== Study text ==
More and more food and beverages are labeling their product with -biotics – probiotics, prebiotics and postbiotics — confusing consumers as to what a -biotic is and its potential health benefit.
There’s an “overuse of the term probiotic as referring to any live microbe,” says Bob Hutkins, professor of food microbiology and the University of Nebraska (and a Science Advisor on TFA’s Advisory Board). Probiotics, according to the International Scientific Association of Probiotics and Prebiotics (ISAPP), require documentation of both a health benefit and the strain.
“It’s a high bar to call something a probiotic,” he continues. “I read labels that say ‘contains probiotics’ and I’d say, the vast majority of the time, they’re incorrectly named if they’re named at all.”
Hutkins was part of a panel hosted by Food Navigator on “Feeding the Gut Microbiome: From Pre-, Pro-, and Postbiotics.” Speakers included leaders of food brands and -biotic supplement brands.
Is a Fermented Food Probiotic?
The issues surrounding probiotics and fermented foods have long been debated. TFA hosted a webinar on the topic in 2021, and it was the focus of a keynote session at TFA’s FERMENTATION 2021 conference.
Using the example of kimchi, Hutkins explains the fermented cabbage may contain live microbes that closely resemble a probiotic strain. But, according to scientific-backed definitions by ISAPP and the World Health Organization (WHO), “you can’t call that kimchi probiotic unless you isolated the strain, characterized the strain, done a clinical study and then that kimchi is going to be different from the kimchi you’ll make tomorrow. So it’s a challenge for companies that are producing fermented foods that probably have live microbes that can provide some benefits, but you can’t call them probiotics.”
Hutkins encourages fermentation producers to use the term “rich in live microbes” on their label instead. If the product does include clinically tested probiotics (like in yogurt), “I really applaud the company that puts the genus and species on their package.”
Miguel Freitas, PhD, vice president of health scientific affairs at Danone North America, says the conversation in the industry needs to change from just probiotics to strain specificity.
“There are many consumers that are just seeking the word probiotic on the packaging. And they believe that probiotics will [help] everything from immune health to gut health,” Freitas says. “This is where I believe it can start to get tricky because there are so many products out there.”
Though the science around -biotics has evolved tremendously in the past two decades, consumers are overwhelmed and confused by all the choices.For example, he points to a new clothing brand that alleges the probiotics in their clothes are activated by heat.
This is why the food and beverage industry needs to play an active role in consumer education, says Todd Beckman, president of Verb Biotics.
“They have a platform to talk about health, these specific ingredients and health benefits,” he says. “They have the megaphone to talk to consumers in a true and authentic way.”
But Beckman warns: “the brands that don’t really know what they’re doing or don’t stand for anything or don’t stand for science, they’re not going to be there tomorrow.” Consumers will abandon brands with unsubstantiated health claims.
“If all of a sudden consumers aren’t believing in probiotics or what they can do, then it’s quite damaging,” he says.
Tom First, founder and CEO of Culture Pop probiotic soda, says that, though their brand has the clinical benefits of a verified and shelf-stable probiotic strain, they don’t lead with this complicated information in their marketing. Instead, they focus on flavor and it “being a fun drink,” figuring consumers can look to the Culture Pop website if they want to dive deeper.
Adding to consumer confusion: products on grocery shelves may now contain one of three -biotics – probiotics, prebiotics or postbiotics. Justin Green, PhD, director of scientific affairs at Cargill Health Technologies, says many think of -biotics as a daily supplement with a simple health benefit, like vitamin C.
“We really have to drive home there’s going to be different [-biotics] from different organisms, different fermentation techniques and most importantly different health benefits,” he says.
Probiotics are live bacteria; prebiotics are food for the bacteria; and postbiotics are metabolites produced by the probiotics.

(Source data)
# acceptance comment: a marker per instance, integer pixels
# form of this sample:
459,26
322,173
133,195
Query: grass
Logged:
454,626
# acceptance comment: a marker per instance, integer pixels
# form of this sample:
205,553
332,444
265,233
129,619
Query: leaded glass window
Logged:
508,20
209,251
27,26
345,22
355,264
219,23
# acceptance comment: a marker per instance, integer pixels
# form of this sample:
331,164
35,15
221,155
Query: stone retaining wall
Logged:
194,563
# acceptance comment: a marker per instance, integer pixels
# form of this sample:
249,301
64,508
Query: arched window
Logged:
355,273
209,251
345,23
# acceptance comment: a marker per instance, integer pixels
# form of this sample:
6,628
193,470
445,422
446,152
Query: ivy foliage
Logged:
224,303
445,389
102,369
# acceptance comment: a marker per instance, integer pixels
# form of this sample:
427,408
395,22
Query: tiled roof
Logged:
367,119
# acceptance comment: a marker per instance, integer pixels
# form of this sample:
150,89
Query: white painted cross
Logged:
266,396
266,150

== Exercise tasks ==
1 > Summarize the article on -biotic labeling in two sentences.
2 > Duplicate the passage of the article on -biotic labeling starting with "This is why" and going on through "unsubstantiated health claims.".
The records have no connection to the article on -biotic labeling.

== Answers below ==
1 > More food and beverage products are labeled with -biotics, which confuses consumers, yet ISAPP requires documentation of both a health benefit and the strain before something can be called a probiotic. Hutkins encourages fermentation producers to label their products "rich in live microbes" instead, and Beckman says the food and beverage industry needs to play an active role in consumer education.

2 >
This is why the food and beverage industry needs to play an active role in consumer education, says Todd Beckman, president of Verb Biotics.
“They have a platform to talk about health, these specific ingredients and health benefits,” he says. “They have the megaphone to talk to consumers in a true and authentic way.”
But Beckman warns: “the brands that don’t really know what they’re doing or don’t stand for anything or don’t stand for science, they’re not going to be there tomorrow.” Consumers will abandon brands with unsubstantiated health claims.